== What you should do ==
Would you print all of the entries word for word?

[Dataset]

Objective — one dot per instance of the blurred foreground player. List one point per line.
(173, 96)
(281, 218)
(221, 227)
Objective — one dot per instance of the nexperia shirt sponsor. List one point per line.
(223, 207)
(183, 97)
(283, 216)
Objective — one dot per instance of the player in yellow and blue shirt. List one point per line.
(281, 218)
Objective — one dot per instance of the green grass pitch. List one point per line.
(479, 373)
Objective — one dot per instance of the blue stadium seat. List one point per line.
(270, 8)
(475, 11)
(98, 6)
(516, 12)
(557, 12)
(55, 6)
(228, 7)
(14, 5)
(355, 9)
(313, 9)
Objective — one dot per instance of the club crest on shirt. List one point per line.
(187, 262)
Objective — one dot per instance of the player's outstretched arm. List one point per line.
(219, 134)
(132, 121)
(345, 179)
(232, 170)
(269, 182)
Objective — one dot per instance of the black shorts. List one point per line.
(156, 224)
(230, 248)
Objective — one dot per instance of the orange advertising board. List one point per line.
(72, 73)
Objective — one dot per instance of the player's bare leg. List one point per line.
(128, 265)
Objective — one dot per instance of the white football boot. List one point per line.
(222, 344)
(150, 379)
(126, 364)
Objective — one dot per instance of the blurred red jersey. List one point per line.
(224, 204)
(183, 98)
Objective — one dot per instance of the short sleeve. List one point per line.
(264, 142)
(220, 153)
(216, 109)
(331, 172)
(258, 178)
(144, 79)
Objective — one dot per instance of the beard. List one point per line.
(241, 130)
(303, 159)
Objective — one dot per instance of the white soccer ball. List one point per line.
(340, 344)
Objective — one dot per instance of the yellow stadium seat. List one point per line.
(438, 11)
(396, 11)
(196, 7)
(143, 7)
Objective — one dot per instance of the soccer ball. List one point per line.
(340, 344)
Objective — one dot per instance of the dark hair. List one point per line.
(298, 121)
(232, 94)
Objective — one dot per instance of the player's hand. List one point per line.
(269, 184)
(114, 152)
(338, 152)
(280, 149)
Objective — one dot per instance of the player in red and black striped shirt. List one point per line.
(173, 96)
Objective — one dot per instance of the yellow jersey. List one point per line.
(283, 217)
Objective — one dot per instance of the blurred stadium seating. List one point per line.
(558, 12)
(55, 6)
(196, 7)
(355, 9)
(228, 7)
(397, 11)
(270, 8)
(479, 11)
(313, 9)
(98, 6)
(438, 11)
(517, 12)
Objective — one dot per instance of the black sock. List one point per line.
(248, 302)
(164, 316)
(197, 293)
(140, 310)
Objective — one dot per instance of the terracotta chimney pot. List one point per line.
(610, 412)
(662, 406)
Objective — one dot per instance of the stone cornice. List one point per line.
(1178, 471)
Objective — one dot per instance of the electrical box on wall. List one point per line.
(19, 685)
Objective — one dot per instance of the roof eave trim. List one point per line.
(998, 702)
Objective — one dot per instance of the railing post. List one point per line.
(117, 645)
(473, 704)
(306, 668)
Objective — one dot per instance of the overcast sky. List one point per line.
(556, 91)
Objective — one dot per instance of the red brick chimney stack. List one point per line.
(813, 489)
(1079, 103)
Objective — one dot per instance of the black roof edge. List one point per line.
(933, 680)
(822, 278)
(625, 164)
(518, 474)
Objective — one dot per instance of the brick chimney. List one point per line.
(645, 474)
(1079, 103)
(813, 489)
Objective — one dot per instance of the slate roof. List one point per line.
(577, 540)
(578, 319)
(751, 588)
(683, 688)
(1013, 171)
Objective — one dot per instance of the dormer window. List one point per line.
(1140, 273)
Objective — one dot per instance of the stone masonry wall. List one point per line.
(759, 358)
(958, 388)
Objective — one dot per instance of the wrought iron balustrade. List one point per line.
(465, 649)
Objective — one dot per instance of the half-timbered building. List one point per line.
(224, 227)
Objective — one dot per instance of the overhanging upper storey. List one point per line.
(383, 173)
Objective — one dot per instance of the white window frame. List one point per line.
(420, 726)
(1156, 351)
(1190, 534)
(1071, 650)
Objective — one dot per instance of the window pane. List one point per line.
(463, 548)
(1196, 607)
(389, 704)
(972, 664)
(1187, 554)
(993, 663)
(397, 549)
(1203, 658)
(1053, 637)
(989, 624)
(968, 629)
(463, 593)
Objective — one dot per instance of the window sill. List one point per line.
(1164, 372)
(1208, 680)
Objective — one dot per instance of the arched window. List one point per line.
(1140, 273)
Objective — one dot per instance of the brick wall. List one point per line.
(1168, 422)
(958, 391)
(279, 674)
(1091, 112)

[/Dataset]

== Completed task ==
Objective — one dot per instance of the blurred foreground player. List one point per line.
(173, 96)
(281, 218)
(221, 227)
Objective — one dot per instance of the nexperia shirt sponsor. List one point per line.
(223, 207)
(183, 97)
(283, 216)
Objective — one dot per instance of the player in yellow and blue shirt. List one point per line.
(281, 218)
Objective — one dot per instance of the green grass pitch. List one point per line.
(479, 373)
Objective — one dot per instance of the blue stadium seat. List one point per line.
(270, 8)
(475, 11)
(98, 6)
(516, 12)
(557, 12)
(55, 6)
(228, 7)
(14, 5)
(355, 9)
(313, 9)
Objective — one dot per instance of the club crest on shirt. List one point per line.
(187, 262)
Objective — one dot per instance of the player's outstretched arm. List one point per line.
(219, 134)
(132, 121)
(345, 179)
(232, 170)
(269, 182)
Objective — one dot per instance of the black shorts. List one point per line.
(156, 224)
(230, 248)
Objective — one dot per instance of the orange advertising board. List one point per line.
(72, 73)
Objective — one dot per instance of the player's bare leg. List one point per line.
(128, 265)
Objective — one dot per instance of the white football boot. List one point per line.
(222, 344)
(150, 379)
(126, 364)
Objective — one dot per instance of the blurred red jersey. List one point per line.
(224, 204)
(183, 98)
Objective — one dot per instance of the short sleeve. List one point per line.
(264, 142)
(220, 153)
(216, 109)
(331, 172)
(258, 178)
(144, 79)
Objective — one dot per instance of the beard. List one point per line.
(241, 130)
(303, 159)
Objective — one dot per instance of the white soccer ball. List one point per line.
(340, 344)
Objective — one dot per instance of the yellow stadium seat. List one point per line.
(438, 11)
(396, 11)
(196, 7)
(143, 7)
Objective — one dot per instance of the soccer ball. List one point per line.
(340, 344)
Objective — one dot per instance of the dark hair. List one point per line.
(298, 121)
(232, 94)
Objective — one dot per instance of the player's hand. List one point per line.
(269, 184)
(114, 152)
(338, 152)
(280, 149)
Objective — one dot per instance of the player in red and black striped shirt. List one point per line.
(173, 96)
Objective — one dot per instance of the yellow jersey. List one point per line.
(283, 217)
Objective — one dot per instance of the blurred stadium seating. List one point per line.
(558, 12)
(55, 6)
(196, 7)
(355, 9)
(228, 7)
(397, 11)
(270, 8)
(479, 11)
(313, 9)
(98, 6)
(438, 11)
(517, 12)
Objective — one dot per instance of the black sock. List one point per line.
(248, 302)
(164, 316)
(197, 293)
(140, 310)
Objective — one dot per instance of the terracotta chimney pot. List one point per line.
(610, 412)
(662, 406)
Objective — one dot per instance of the stone cornice. List one point per line.
(1178, 471)
Objective — one dot per instance of the electrical box on wall. List one point per line.
(19, 685)
Objective — one dot per instance of the roof eave trim. List one point per line.
(998, 702)
Objective — one dot per instance of the railing post. List one point per line.
(117, 645)
(473, 704)
(306, 668)
Objective — one dot per instance of the overcast sky. List one point per line.
(556, 91)
Objective — one dot per instance of the red brick chimney stack. List one point per line.
(813, 489)
(1079, 103)
Objective — one dot per instance of the black roof edge. List one point per line.
(933, 680)
(822, 278)
(625, 164)
(518, 474)
Objective — one dot per instance of the brick chimney. List one point per line.
(645, 474)
(1079, 103)
(813, 489)
Objective — one dot per instance of the slate roof. List one point per line.
(577, 540)
(578, 319)
(751, 588)
(683, 688)
(1013, 171)
Objective — one dot per instance of the dormer window. List one point per line.
(1140, 273)
Objective — one dot per instance of the stone masonry wall. List one point per line.
(759, 358)
(958, 388)
Objective — one dot per instance of the wrought iron balustrade. List one point per line.
(465, 649)
Objective — one dot per instance of the half-timbered building. List one point per line.
(224, 227)
Objective — one dot per instance of the overhanging upper storey. List one point per line.
(383, 173)
Objective — one dot per instance of the white window frame. List one point per line.
(420, 726)
(1156, 351)
(1190, 534)
(1071, 650)
Objective — one dot per instance of the window pane. List one point per line.
(463, 548)
(1196, 607)
(389, 704)
(972, 664)
(1187, 554)
(993, 663)
(397, 549)
(1203, 658)
(1053, 637)
(989, 624)
(968, 629)
(463, 593)
Objective — one dot per instance of the window sill. List one point per line.
(1164, 372)
(1208, 680)
Objective — one dot per instance of the arched window. List one point per line.
(1140, 273)
Objective — one dot per instance of the brick wall. List one point per line.
(1168, 422)
(958, 391)
(279, 674)
(1091, 112)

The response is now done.